The Opioid Crisis, Cost of Care, Medicaid Expansion

Background:


Access to comprehensive, affordable healthcare is vital to preventing and managing disease, reducing burdens of disability, and promoting the overall health of the population. Not only is equitable healthcare a matter of human rights, but it also creates a more productive and efficient workforce and takes financial burdens off of overburdened healthcare institutions.


Approximately 323,000 Virginians will continue to be uninsured and will still have to rely on free clinics and emergency rooms, while many more will struggle to pay high insurance premiums, even with government assistance. Further still, those who do not qualify for government assistance and do not have an option through an employer will struggle to find reasonably priced insurance coverage. Opioid deaths are still ravaging Virginia, especially in rural areas. We hope that these issues and more will be addressed by the legislature next session.


Looking Back at 2019:


An impressively bipartisan effort to raise the age limit for purchasing tobacco and nicotine vapor products from 18 to 21 passed this year. HB2748 was a direct response to the growing number of teens who are becoming addicted to such products. The US Center for Disease Control has reported that the percentage of high school seniors who have used an e-cigarette in the last 30 days has risen from 11% in 2017 to 20% in 2018. Use at a young age often leads to lifelong addictions. This bill gained particular support from House Speaker Kirk Cox, who was a teacher and is familiar with the mounting number of tobacco addictions.

◇ ◇ ◇

- [Problems and tasks]:
**1.** Translate this sentence from the healthcare policy page into Spanish: "Use at a young age often leads to lifelong addictions."
**2.** From the healthcare policy page, write out the passage that begins at the words "Approximately 323,000 Virginians" and stops after "legislature next session.".

[Saved data entries]

◇ ◇ ◇

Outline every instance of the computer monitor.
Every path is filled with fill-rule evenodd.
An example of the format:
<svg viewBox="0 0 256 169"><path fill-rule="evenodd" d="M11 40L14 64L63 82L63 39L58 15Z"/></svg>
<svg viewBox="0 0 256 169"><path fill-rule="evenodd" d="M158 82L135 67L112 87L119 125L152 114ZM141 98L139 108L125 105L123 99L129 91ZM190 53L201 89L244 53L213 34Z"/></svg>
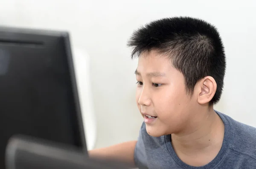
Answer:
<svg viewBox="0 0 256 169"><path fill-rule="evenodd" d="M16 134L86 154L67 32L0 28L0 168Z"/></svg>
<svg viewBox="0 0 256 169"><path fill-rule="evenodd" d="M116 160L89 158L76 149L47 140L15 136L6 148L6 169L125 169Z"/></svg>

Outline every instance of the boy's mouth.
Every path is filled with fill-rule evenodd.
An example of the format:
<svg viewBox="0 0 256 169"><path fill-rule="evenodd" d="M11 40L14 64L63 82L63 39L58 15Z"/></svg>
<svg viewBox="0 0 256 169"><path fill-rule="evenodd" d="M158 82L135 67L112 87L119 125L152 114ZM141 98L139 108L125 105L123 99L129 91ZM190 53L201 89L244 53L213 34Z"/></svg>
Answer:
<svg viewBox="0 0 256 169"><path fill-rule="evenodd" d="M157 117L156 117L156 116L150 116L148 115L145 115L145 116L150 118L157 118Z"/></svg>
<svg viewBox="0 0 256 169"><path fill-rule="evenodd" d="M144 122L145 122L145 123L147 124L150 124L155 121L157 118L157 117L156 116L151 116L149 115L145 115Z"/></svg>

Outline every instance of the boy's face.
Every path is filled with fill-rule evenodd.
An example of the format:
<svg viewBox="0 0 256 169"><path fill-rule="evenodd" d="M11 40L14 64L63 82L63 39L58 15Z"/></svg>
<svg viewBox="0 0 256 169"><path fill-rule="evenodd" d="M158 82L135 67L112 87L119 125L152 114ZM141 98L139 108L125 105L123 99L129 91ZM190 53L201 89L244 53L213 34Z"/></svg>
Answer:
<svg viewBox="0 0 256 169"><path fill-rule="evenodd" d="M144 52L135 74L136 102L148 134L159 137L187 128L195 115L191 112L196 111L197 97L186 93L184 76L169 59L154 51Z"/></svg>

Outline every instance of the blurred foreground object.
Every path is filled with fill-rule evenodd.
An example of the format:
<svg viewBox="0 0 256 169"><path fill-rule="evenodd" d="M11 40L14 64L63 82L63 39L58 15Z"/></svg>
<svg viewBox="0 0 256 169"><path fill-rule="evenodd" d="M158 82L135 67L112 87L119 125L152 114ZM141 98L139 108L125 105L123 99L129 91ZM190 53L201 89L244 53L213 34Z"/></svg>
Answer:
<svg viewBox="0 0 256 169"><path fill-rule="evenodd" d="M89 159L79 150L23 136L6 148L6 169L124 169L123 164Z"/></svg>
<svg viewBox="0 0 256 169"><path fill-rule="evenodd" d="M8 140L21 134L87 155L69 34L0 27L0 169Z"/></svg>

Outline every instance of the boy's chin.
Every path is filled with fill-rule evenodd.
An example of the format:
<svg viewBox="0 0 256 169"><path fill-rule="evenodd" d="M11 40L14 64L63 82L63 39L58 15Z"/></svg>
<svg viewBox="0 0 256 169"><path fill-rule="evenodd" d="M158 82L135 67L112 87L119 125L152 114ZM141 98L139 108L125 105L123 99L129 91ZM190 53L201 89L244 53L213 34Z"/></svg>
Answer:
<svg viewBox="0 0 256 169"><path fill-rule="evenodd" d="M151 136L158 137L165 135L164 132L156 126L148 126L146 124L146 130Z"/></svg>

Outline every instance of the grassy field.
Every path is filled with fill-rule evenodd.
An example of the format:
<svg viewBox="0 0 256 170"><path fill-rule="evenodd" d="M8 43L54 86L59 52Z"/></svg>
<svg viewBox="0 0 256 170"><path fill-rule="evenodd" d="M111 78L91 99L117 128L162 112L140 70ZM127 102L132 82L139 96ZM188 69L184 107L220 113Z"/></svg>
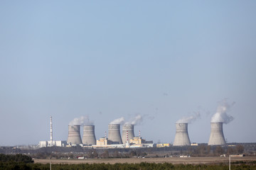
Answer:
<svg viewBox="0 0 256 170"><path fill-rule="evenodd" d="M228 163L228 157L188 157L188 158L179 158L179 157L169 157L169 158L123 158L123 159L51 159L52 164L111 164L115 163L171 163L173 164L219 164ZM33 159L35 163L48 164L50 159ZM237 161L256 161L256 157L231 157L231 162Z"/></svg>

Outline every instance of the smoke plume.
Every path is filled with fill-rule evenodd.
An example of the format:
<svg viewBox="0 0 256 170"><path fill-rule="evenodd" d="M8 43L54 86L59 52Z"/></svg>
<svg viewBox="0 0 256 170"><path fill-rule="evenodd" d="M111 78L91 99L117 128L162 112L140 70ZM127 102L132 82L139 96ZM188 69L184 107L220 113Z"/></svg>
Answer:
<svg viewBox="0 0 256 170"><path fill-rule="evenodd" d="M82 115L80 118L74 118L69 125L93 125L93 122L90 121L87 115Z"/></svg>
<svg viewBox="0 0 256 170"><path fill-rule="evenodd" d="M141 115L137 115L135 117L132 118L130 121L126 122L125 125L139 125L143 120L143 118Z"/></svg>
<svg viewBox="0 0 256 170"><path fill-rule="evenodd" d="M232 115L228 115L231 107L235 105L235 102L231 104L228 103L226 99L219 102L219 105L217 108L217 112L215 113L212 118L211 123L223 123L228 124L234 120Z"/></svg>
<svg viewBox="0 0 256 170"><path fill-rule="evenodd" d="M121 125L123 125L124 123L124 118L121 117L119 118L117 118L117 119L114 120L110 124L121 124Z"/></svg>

◇ ◇ ◇

- [Solutions for each task]:
**1.** El consumo a una edad temprana a menudo conduce a adicciones de por vida.

**2.**
Approximately 323,000 Virginians will continue to be uninsured and will still have to rely on free clinics and emergency rooms, while many more will struggle to pay high insurance premiums, even with government assistance. Further still, those who do not qualify for government assistance and do not have an option through an employer will struggle to find reasonably priced insurance coverage. Opioid deaths are still ravaging Virginia, especially in rural areas. We hope that these issues and more will be addressed by the legislature next session.